>>>
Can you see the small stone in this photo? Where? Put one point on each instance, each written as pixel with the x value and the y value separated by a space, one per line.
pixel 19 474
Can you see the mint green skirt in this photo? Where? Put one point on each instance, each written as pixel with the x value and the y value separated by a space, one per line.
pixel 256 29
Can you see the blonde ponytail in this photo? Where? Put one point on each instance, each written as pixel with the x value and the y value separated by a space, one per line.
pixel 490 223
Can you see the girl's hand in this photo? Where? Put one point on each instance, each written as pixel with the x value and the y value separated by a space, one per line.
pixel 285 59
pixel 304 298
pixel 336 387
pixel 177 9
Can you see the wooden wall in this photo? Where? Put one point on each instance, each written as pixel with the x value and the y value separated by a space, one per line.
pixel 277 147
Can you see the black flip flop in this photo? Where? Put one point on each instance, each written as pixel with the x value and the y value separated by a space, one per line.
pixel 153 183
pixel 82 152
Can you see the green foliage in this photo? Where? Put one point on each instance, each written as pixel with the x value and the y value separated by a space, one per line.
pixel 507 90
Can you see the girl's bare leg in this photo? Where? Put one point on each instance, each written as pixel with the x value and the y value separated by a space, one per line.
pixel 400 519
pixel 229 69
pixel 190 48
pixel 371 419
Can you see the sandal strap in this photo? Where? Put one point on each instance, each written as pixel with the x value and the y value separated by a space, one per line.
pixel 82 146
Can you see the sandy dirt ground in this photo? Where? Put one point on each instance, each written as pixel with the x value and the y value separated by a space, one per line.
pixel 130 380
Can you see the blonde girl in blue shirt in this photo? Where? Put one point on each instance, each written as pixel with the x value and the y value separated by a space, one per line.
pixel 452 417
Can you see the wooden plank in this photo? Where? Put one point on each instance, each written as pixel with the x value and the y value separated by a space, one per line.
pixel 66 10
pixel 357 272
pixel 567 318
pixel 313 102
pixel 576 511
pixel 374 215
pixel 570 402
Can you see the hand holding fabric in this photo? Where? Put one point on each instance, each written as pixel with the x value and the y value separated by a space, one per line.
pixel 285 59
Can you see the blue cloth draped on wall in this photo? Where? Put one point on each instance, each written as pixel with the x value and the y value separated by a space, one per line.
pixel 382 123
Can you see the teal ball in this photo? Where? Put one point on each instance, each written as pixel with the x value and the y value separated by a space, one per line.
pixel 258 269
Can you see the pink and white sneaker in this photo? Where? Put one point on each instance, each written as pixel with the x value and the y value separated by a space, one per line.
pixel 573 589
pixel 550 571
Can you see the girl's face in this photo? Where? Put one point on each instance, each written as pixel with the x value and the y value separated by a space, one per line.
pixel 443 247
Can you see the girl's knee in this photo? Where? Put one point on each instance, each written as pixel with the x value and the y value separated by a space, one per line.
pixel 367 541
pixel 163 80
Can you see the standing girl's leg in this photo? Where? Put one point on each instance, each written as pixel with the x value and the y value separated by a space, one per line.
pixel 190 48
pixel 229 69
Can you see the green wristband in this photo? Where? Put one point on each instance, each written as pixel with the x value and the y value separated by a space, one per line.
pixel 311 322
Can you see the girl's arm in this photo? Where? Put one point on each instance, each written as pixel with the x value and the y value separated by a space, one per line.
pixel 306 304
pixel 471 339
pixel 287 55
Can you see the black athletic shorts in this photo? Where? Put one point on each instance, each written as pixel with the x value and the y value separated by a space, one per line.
<<<
◆ **Required action**: This exercise asks for an exact repeat of the lines from the one holding "Can you see the girl's knee" through the end of the data above.

◆ **Answer section**:
Can you see the girl's knee in this photo? Where? Put one point on each instance, each written as pixel with the x value and the y value separated by a space, one per line.
pixel 367 541
pixel 163 80
Can you see the standing girl's leg in this photo? Where? Put one point on each instance, each written as pixel with the x value and the y value separated by a space, one per line.
pixel 190 48
pixel 229 69
Can you see the green wristband in this photo? Where? Put one point on each instance, each written as pixel with the x value and the y value separated by a space, one per line.
pixel 311 322
Can you see the girl's arm in this photo? Where? Put one point on each instance, each written as pixel with the x value and the y value separated by a space, one per line.
pixel 306 304
pixel 471 339
pixel 287 55
Can you see the black athletic shorts in this photo? Where? Put one point on each instance, each written as pixel with the x value and the y value separated by a space, one per line.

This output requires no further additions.